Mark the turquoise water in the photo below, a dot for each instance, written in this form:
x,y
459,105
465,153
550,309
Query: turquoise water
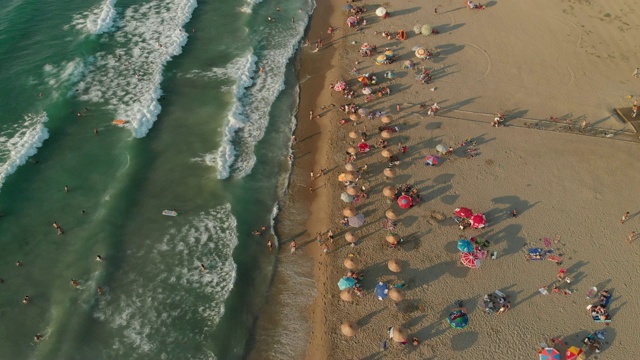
x,y
206,134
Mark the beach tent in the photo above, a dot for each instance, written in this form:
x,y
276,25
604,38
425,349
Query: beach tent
x,y
356,221
346,283
404,202
549,354
382,290
465,245
458,319
463,212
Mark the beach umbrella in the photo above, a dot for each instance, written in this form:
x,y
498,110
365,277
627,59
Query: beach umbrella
x,y
394,265
356,221
347,294
426,30
363,147
441,149
350,263
351,176
404,201
399,334
549,354
348,212
392,238
390,215
388,191
350,237
574,353
350,167
458,319
396,294
465,245
346,283
389,173
363,111
348,328
470,260
346,197
478,221
463,212
431,160
421,53
381,290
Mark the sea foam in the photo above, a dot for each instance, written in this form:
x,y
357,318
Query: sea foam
x,y
146,320
127,80
19,142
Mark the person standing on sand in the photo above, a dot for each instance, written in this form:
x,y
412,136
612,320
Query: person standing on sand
x,y
625,217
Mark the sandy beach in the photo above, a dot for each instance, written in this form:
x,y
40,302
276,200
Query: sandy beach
x,y
562,160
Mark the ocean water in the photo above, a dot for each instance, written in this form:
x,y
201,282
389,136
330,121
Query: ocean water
x,y
206,134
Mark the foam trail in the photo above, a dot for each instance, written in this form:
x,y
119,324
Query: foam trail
x,y
98,20
145,320
20,142
127,80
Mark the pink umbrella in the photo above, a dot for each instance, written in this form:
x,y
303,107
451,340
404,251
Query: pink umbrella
x,y
364,147
470,260
464,213
478,221
404,201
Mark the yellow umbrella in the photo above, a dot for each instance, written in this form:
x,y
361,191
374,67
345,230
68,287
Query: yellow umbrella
x,y
389,172
350,263
392,239
350,237
396,294
391,215
347,294
388,191
348,212
394,265
349,328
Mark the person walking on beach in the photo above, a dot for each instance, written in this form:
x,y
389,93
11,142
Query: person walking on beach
x,y
625,217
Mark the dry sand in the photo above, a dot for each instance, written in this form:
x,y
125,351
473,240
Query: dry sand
x,y
529,60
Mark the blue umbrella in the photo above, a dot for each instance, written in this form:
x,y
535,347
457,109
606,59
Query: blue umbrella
x,y
381,291
465,245
346,282
458,319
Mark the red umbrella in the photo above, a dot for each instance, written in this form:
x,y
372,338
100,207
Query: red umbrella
x,y
478,221
404,201
464,213
470,260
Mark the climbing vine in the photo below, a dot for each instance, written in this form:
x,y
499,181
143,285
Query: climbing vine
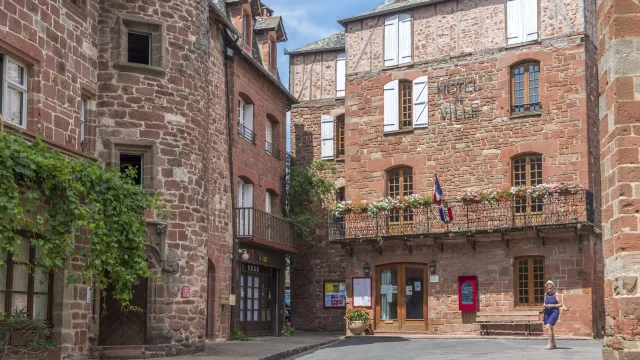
x,y
308,190
81,218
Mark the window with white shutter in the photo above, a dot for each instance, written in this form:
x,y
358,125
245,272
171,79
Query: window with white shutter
x,y
421,102
522,21
341,74
327,136
398,40
391,109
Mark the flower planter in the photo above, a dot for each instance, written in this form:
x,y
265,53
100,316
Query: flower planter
x,y
357,327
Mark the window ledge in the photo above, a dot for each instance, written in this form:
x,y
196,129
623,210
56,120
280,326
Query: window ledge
x,y
397,132
532,42
140,68
530,114
79,11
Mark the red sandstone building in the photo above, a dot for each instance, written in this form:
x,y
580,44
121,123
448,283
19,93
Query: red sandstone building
x,y
487,96
188,94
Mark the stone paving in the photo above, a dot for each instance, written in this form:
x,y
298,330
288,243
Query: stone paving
x,y
386,348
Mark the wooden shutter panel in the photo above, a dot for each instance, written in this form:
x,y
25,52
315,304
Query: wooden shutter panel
x,y
327,136
421,102
530,20
391,103
515,24
248,116
391,41
404,39
340,75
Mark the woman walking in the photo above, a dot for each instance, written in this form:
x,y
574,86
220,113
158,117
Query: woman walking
x,y
551,312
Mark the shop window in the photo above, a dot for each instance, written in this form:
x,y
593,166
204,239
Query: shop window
x,y
525,88
400,183
25,287
529,280
13,94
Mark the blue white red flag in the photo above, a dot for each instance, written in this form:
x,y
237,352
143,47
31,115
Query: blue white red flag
x,y
446,214
437,192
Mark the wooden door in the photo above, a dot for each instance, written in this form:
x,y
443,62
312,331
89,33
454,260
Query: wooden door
x,y
401,297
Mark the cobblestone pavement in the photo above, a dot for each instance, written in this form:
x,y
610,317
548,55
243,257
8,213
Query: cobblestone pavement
x,y
386,348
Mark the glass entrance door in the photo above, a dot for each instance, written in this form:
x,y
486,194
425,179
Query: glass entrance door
x,y
401,297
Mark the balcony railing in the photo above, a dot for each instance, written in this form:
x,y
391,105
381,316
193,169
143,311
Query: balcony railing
x,y
554,211
261,225
246,132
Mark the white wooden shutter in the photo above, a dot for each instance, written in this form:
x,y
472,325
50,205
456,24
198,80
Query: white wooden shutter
x,y
404,39
327,136
391,41
391,110
421,102
515,26
248,116
267,202
340,75
530,20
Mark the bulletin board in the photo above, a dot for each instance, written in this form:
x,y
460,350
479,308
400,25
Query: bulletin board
x,y
362,292
335,294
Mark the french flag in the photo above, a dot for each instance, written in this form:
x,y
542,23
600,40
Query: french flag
x,y
437,192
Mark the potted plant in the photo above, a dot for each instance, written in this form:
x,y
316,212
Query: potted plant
x,y
357,319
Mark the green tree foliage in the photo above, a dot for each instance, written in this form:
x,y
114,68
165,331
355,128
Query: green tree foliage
x,y
307,192
73,211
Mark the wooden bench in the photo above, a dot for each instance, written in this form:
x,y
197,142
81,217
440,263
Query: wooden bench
x,y
526,318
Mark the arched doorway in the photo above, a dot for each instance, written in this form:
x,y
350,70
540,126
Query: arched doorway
x,y
211,297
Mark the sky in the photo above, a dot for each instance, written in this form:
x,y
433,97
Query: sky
x,y
309,20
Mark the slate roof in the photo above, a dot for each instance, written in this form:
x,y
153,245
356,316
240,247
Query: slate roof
x,y
333,42
390,6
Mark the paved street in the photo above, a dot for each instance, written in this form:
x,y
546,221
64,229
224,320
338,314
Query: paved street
x,y
384,348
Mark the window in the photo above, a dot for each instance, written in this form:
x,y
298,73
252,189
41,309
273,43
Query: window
x,y
245,120
527,171
246,28
327,134
400,183
529,276
340,194
139,48
24,286
13,97
525,88
522,21
406,104
397,40
340,136
268,144
135,162
341,62
141,45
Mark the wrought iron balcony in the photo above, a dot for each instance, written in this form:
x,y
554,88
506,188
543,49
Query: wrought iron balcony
x,y
264,228
519,214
------------------------------
### [SHORT EXERCISE]
Give every record again exactly, apart from the pictures, which stay out.

### [REPLY TO THE EXERCISE]
Mark the turquoise water in the photo below, a dot for each instance, written in this form:
x,y
459,105
465,153
550,309
Query: turquoise water
x,y
206,134
Mark the beach tent in the photo above, a dot for each instance, written in this form:
x,y
276,25
604,38
425,349
Query: beach tent
x,y
356,221
346,283
404,202
549,354
382,290
465,245
458,319
463,212
Mark the beach umbrella in the photo above, a dot for each instance, written in this form:
x,y
498,110
365,277
627,59
Query: beach umbrella
x,y
394,265
356,221
347,294
426,30
363,147
441,149
350,263
351,176
404,201
399,334
549,354
348,212
392,238
390,215
388,191
350,237
574,353
350,167
458,319
396,294
465,245
346,283
389,173
363,111
348,328
470,260
346,197
478,221
463,212
431,160
421,53
381,290
Mark the sea foam in the photo above, a dot for each instance, written in this form:
x,y
357,318
Query: sea foam
x,y
146,320
127,80
19,142
Mark the person standing on sand in the photo above, a dot for each instance, written in this form:
x,y
412,136
612,320
Query: person standing on sand
x,y
625,217
Mark the sandy beach in the photo above, a dot for each instance, written in this form:
x,y
40,302
276,200
Query: sandy beach
x,y
562,160
Mark the ocean water in the photo above, a dot for each instance, written in this form:
x,y
201,282
389,136
330,121
Query: ocean water
x,y
206,134
Mark the foam trail in the photo above, a dot for each instance, written in this form:
x,y
119,324
Query: foam trail
x,y
98,20
145,320
20,142
127,80
Mark the pink umbrella in the photo above, a dot for each instance, written in this form:
x,y
303,107
451,340
404,251
Query: pink umbrella
x,y
364,147
470,260
464,213
478,221
404,201
Mark the yellow umbrella in the photo above, a dot for each instance, written in this form:
x,y
361,191
374,67
345,230
68,287
Query: yellow umbrella
x,y
389,172
350,263
392,239
350,237
396,294
391,215
347,294
388,191
348,212
394,265
349,328
Mark the person walking on beach in the photo above, a dot for each instance, written in this form:
x,y
389,93
11,142
Query: person walking on beach
x,y
625,217
Mark the dry sand in the photo above, a dot for each instance, written in this form:
x,y
125,351
473,240
Query: dry sand
x,y
529,60
Mark the blue umbrella in the photo above, a dot for each instance, written in this form:
x,y
535,347
457,109
606,59
Query: blue umbrella
x,y
381,291
465,245
346,282
458,319
Mark the red umbrella in the photo above, a dot for each instance, written in this form:
x,y
372,338
100,207
Query: red umbrella
x,y
478,221
404,201
464,213
470,260
Mark the climbing vine in the photo below, a dot for each instance, written in this form:
x,y
499,181
143,285
Query: climbing vine
x,y
308,190
81,218
Mark the window with white shutter in the photo above, a dot for each instance, written in this form:
x,y
358,125
245,272
171,79
Query: window with white shutter
x,y
421,102
522,21
341,74
327,136
398,40
391,109
Mark the flower planter in the photo above, a dot for each instance, written in this form:
x,y
265,53
100,316
Query: flower planter
x,y
357,327
Mark the window ledge in the photo above, a dot for each instance, written in this form:
x,y
196,129
623,210
56,120
280,326
Query: window ledge
x,y
397,132
532,42
140,68
530,114
79,11
Mark the red sandstone building in the photo above, a dot for each instance, written in this form:
x,y
580,44
121,123
448,283
19,93
Query: red sandstone building
x,y
487,96
188,94
Mark the stone paving in the photo above, a dot for each instance, written in this form:
x,y
298,330
288,243
Query: stone paving
x,y
386,348
Mark the wooden shutter panel in the photo above, a dot for each instance, written in this form:
x,y
25,52
315,304
Query: wooden shutter panel
x,y
327,136
421,102
530,20
391,103
515,24
248,116
391,41
404,39
340,75
Mark the woman walking in the photo above, a dot for each instance, written in this form:
x,y
574,86
220,113
158,117
Query: woman walking
x,y
551,312
Mark the shop window in the photo above, a dot for each instance, written in this form:
x,y
593,166
204,239
Query: shop window
x,y
525,88
400,183
25,287
529,280
13,94
Mark the blue white red flag in the photo above, a dot for each instance, written in this form:
x,y
237,352
143,47
31,115
Query: blue white red flag
x,y
446,214
437,192
Mark the wooden door in the photo above, a dot for each instance, written in this form:
x,y
443,62
312,331
89,33
454,260
Query: wooden door
x,y
401,297
Mark the cobblestone pavement in the photo above, a dot for each instance, written in this form:
x,y
610,317
548,55
243,257
8,213
Query: cobblestone pavement
x,y
386,348
Mark the glass entrance door in the photo above, a dot for each instance, written in this form:
x,y
486,194
425,179
Query: glass entrance door
x,y
401,297
Mark the balcony railing in the photo above, a dot for each instance, written in this form:
x,y
391,105
381,316
193,169
143,311
Query: balcony railing
x,y
554,211
261,225
246,132
Mark the white wooden shutter in the photo above, a dot for each instance, written in this form:
x,y
472,325
50,205
456,24
198,80
Query: white wooden shutter
x,y
404,39
327,136
391,41
391,110
421,102
515,26
248,116
267,202
340,75
530,20
Mark the bulletin board in the photo above, a dot for each instance, written in this form:
x,y
460,350
479,308
400,25
Query: bulletin board
x,y
362,292
335,294
Mark the french flag in the photo above, a dot for each instance, written in this form:
x,y
542,23
600,40
Query: french flag
x,y
437,192
Mark the potted plant in the photo above, a dot for each instance, written in this form:
x,y
316,212
Query: potted plant
x,y
357,319
Mark the green tree foliage in the photo above, a dot for each instance, written in this form:
x,y
114,68
165,331
355,128
Query: green tree foliage
x,y
307,192
73,211
Mark the wooden bench in the photo above, a dot for each instance, written in this form:
x,y
197,142
81,217
440,263
Query: wooden bench
x,y
526,318
Mark the arched doorway in the photo above, a dot for each instance, written in this form:
x,y
350,70
540,126
Query: arched doorway
x,y
211,297
Mark the sky in the photo above, a dot for each instance, written in this form:
x,y
433,97
Query: sky
x,y
309,20
Mark the slate roof in the photo above, a dot for each instance, written in this form:
x,y
153,245
356,316
240,247
Query: slate roof
x,y
333,42
390,6
Mark the paved street in the photo above, a dot for each instance, written in this form:
x,y
546,221
64,229
224,320
338,314
Query: paved street
x,y
384,348
Mark the window in the photo above, a dot for each instance, written in this form:
x,y
298,73
252,189
41,309
273,43
Query: window
x,y
245,120
527,171
246,28
327,134
400,183
529,276
340,194
139,48
24,286
13,97
525,88
522,21
406,104
397,40
340,136
268,144
135,162
341,62
141,45
Mark the wrought iron balcony in the photo above, a dot for each instance, written in this form:
x,y
554,88
506,188
543,49
Query: wrought iron balcony
x,y
264,228
519,214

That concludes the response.